*Activity:* Repeat each line of the records below exactly.

[Data records]

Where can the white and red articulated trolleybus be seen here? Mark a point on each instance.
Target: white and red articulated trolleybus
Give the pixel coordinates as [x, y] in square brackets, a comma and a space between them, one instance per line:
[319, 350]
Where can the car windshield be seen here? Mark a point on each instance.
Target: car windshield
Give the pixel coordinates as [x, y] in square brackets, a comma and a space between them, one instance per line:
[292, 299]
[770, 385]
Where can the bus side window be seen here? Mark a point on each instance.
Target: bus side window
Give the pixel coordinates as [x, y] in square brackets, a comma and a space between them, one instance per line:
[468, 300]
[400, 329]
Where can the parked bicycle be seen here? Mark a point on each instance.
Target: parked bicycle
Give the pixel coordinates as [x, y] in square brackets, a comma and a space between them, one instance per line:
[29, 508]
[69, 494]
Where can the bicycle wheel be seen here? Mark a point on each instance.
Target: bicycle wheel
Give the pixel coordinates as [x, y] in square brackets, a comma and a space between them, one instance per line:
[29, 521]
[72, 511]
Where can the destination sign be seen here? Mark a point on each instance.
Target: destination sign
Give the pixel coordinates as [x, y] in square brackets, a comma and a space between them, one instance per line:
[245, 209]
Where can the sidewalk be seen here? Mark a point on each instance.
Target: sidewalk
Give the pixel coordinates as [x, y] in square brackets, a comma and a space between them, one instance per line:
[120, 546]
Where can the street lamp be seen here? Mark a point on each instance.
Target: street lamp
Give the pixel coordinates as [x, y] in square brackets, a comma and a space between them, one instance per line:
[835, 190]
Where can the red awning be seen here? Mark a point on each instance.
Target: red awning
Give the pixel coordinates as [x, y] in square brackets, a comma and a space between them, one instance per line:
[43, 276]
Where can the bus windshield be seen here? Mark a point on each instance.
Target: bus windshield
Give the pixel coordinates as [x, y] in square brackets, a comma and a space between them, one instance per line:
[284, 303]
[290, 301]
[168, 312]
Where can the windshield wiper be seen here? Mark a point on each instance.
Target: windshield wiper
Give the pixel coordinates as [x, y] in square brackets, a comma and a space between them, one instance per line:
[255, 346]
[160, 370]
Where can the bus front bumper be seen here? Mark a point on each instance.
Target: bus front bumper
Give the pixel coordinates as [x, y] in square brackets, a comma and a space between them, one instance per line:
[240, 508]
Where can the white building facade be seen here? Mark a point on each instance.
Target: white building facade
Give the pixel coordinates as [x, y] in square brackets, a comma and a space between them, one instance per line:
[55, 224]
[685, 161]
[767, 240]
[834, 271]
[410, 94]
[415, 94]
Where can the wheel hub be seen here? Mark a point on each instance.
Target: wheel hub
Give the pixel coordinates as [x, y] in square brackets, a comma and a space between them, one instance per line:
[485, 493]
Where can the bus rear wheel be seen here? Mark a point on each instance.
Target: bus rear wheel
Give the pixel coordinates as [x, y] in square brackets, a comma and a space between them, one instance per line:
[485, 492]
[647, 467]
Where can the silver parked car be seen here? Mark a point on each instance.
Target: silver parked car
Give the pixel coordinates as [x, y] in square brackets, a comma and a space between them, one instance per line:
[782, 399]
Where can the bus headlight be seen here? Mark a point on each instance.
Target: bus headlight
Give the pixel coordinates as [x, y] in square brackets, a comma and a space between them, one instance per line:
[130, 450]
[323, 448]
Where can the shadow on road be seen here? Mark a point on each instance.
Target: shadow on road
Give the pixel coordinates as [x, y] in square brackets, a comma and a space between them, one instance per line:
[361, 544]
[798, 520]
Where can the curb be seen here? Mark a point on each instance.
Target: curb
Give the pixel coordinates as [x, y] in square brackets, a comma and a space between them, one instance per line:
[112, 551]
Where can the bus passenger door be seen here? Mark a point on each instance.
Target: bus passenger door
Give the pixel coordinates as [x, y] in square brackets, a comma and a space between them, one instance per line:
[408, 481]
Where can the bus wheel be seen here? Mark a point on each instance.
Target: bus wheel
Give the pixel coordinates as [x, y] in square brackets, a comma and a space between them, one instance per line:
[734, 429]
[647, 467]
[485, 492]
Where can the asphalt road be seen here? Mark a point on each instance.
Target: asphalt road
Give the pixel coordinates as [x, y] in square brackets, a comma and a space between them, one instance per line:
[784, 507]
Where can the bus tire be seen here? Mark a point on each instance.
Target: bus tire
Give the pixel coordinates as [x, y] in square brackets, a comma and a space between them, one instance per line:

[/Data records]

*Solution for this problem:*
Where can the white and red articulated trolleybus be seen here? Mark a point on each instance.
Target: white and red articulated trolleybus
Give the pixel coordinates as [x, y] in square brackets, a comma and a space between them, one instance per line:
[319, 350]
Where can the car windshield be seen here? Mark a point on each instance.
Target: car windshield
Give the pixel coordinates as [x, y] in square brackets, a comma and a space between them, one instance per line:
[292, 299]
[770, 385]
Where can the bus side window be seen here? Mark a point on each instance.
Target: bus side window
Give the pixel coordinates as [x, y] in square brackets, a comma and a space between them, one instance per line:
[468, 300]
[400, 329]
Where can the parked bicycle be seen here? Mark a point on each instance.
Target: parked bicycle
Give the pixel coordinates as [x, y] in square brackets, a comma and a space between them, one instance per line:
[29, 508]
[69, 494]
Where can the bicycle wheel be seen here? Mark a point on each instance.
Target: bicycle wheel
Give the pixel coordinates as [x, y] in square brackets, a comma and a space between them, one instance per line:
[29, 521]
[72, 511]
Where can the destination sign be seen here? Mark a point on each instance.
Target: destination sign
Give the pixel coordinates as [x, y] in square brackets, a comma and a space between them, one instance per line:
[245, 209]
Where can the sidewalk be seen here? Mark a point on each instance.
Target: sidewalk
Give the pixel coordinates as [x, y] in square brackets, a comma and a space between them, one instance per line:
[120, 546]
Where can the street lamp be seen here? Mark a point on each instance.
Target: street lamp
Give the pixel coordinates as [x, y] in square brackets, a comma and a space between them, one instance per line:
[835, 190]
Where can the red awning be seen here? Mark a point on each instance.
Target: red awning
Give the pixel coordinates as [x, y] in square brackets, a comma and a space between them, one instance per line:
[43, 276]
Where can the bus windshield be seen here? Mark a point on each instance.
Target: bus windshield
Give the pixel coordinates as [x, y] in square brackets, a comma and a space between them, one instance per line:
[284, 303]
[290, 301]
[168, 312]
Where can the windshield wiper be seen here? Mark a point on each instance.
Target: windshield wiper
Give the pixel coordinates as [x, y] in square brackets, a comma and a space between them, one instance per line:
[255, 346]
[160, 370]
Where can the bus front bumper be seen here? Mark a point on each instance.
Target: bus front bumper
Give the pixel coordinates as [x, y] in square brackets, a comma and a space between them, one instance per line:
[240, 508]
Where can the white building facade be seen here? Mark a point on each instance.
Target: white building facade
Give the pixel coordinates as [x, y] in square brackets, a comma and a space between them, one instance per line:
[55, 224]
[685, 161]
[767, 240]
[834, 271]
[410, 94]
[415, 94]
Where can the wheel hub be seen here? Mark a point on each instance.
Target: wheel hub
Give the pixel coordinates as [x, y] in square brackets, a comma and a space between them, one instance per line:
[485, 493]
Where can the bus rear wheel be seen here? Mark a point on each instance.
Target: bus rear wheel
Give the pixel coordinates as [x, y] in square brackets, a comma and a space between them, one instance per line:
[485, 492]
[647, 467]
Where can the silver parked car be seen here? Mark a point on each instance.
Target: silver parked car
Give the pixel coordinates as [x, y] in square brackets, a comma and a space between them, one instance per line:
[782, 399]
Where can the bus headlight be seen here? Mark a point on each instance.
Target: bus headlight
Give the pixel coordinates as [x, y] in square brackets, a comma and a space between them, one instance per line:
[130, 450]
[323, 448]
Where can the shadow on road be seen here? Mark a point on each instance.
Target: shadow on road
Give the pixel coordinates as [x, y] in square brackets, a comma and a space between them, one instance per line:
[361, 544]
[798, 520]
Where can the curb be seen here? Mark a point on each instance.
Target: curb
Give the pixel coordinates as [x, y] in square brackets, a comma and a space between them, one instance per line:
[112, 551]
Where can the bus passenger door be seen here? Mark a point on each instance.
Target: bus passenger door
Give the pixel coordinates as [x, y] in square brackets, a comma and a space between them, one instance per line:
[408, 481]
Where can the bus wheel be seen here? Mark a point on each instance.
Target: bus wheel
Give the pixel coordinates as [x, y] in square brackets, a comma and a space between them, one instance per line:
[734, 429]
[647, 467]
[485, 492]
Where can the asphalt road be seen here? Mark a point on each instance.
Target: asphalt road
Give the pixel coordinates as [x, y] in square brackets, a comma and a space between them, one instance per line:
[784, 507]
Where can the bus tire be seen here? Mark a point on each instance.
Target: bus tire
Give the pixel coordinates as [x, y] in square brackets, a comma and a space between them, one instance per line:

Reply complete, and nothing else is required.